# [ACTIONS TO TAKE]
• 1. According to the piece on the look-and-say sequence, which mathematician analyzed the sequence in depth after hearing of it at a party?
• 2. Continue the piece on the look-and-say sequence and data compression from the point where it stops.

# [EXTRACT PROVIDED]
☆ ☆ ☆

Tag: look-and-say sequence

Silly Sequences and Data Compression

A spiral fractal image
Image by Charles Thonney from Pixabay

Here is a fun challenge for you: can you find the rule for and next term of this sequence?

1
11
21
1211
111221
312211

This is not just some maths exercise – it also gives a clue to a clever way of compressing data! Have you figured it out? What if I told you this is called the “look-and-say” sequence? Say each row out loud in turn…

Here’s the answer: the next term in the sequence is 13112221. Each term describes the previous one. The last row, 312211, read aloud becomes “one three, one one, two twos, two ones”, which when written down with numbers is 13112221!

The sequence doesn’t necessarily need to start with 1: try picking a different starting number (a seed) and see where you end up!

If you’re perplexed with this sequence, you’re in good company. The look-and-say sequence, while not invented by him, was analysed in-depth by the mathematician John Conway after it was introduced to him at a party: a party where maths is discussed openly – sign me up! 

Conway, is famous for his Game of Life [EXTERNAL]: a cellular automaton which uses a few simple rules to create seemingly living patterns. We won’t go into detail on this here, but interestingly though, if you look more at Conway’s Game of Life, you might start to see some similar features – compare the look-and-say sequence starting 22… and a 2×2 block on the Life grid.

☆ ☆ ☆

# [DATA LINES]

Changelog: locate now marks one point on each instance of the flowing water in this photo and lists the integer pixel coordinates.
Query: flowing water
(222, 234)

☆ ☆ ☆

# [THE RESULTS]
• 1. John Conway

• 2.
In his investigations, Conway discovered some very interesting properties of the look-and-say sequence. One of these is the interesting fact that no digits other than 1, 2, and 3 will appear in the sequence (unless the seed number contains such a digit or a run of more than three of the same digit). 

Take the sequence above starting 1, 11, etc. – this will never contain a digit 4 or above. Can you figure out why?

We can understand this by going backwards – what would we need to get a digit 4 in one of the terms in the sequence? Well, we’d need to have four of the same digit in a row (e.g. 1111). But this is impossible, because the number which would generate this would be 11 (read as  “one one followed by  one one” so written in the next round as 1111 as we want). However 11 if generated is actually written in the next term as 21 (“two ones”) not 1111.

Compress it?

You’re perhaps wondering how this links into computer science? Imagine a black-and-white image stored with 0s and 1s where 0 is a white pixel and 1 is a black pixel: 0000111111001111… Storing this as a long sequence might seem a bit inefficient though, so let’s try applying a look-and-say methodology to this.

We would end up with 40 (“four zeros”), 61, 20, 41 or written in full 40612041. Using just two digits to store data is especially convenient, as since we know that the 1s and 0s will always alternate once compressed, we can even remove them and just store the count of each: 4624…, a much shorter sequence to store compared to our original.

This style of compression is called Run-Length Encoding and is especially useful when you have files with long sequences of identical data (like the black-and-white binary image in our example).

Of course, it’s not universally efficient. As we’ve seen with the ever-growing look-and-say sequences, if the data doesn’t contain many repeating sequences, the file size may even get bigger: sometimes known as negative compression.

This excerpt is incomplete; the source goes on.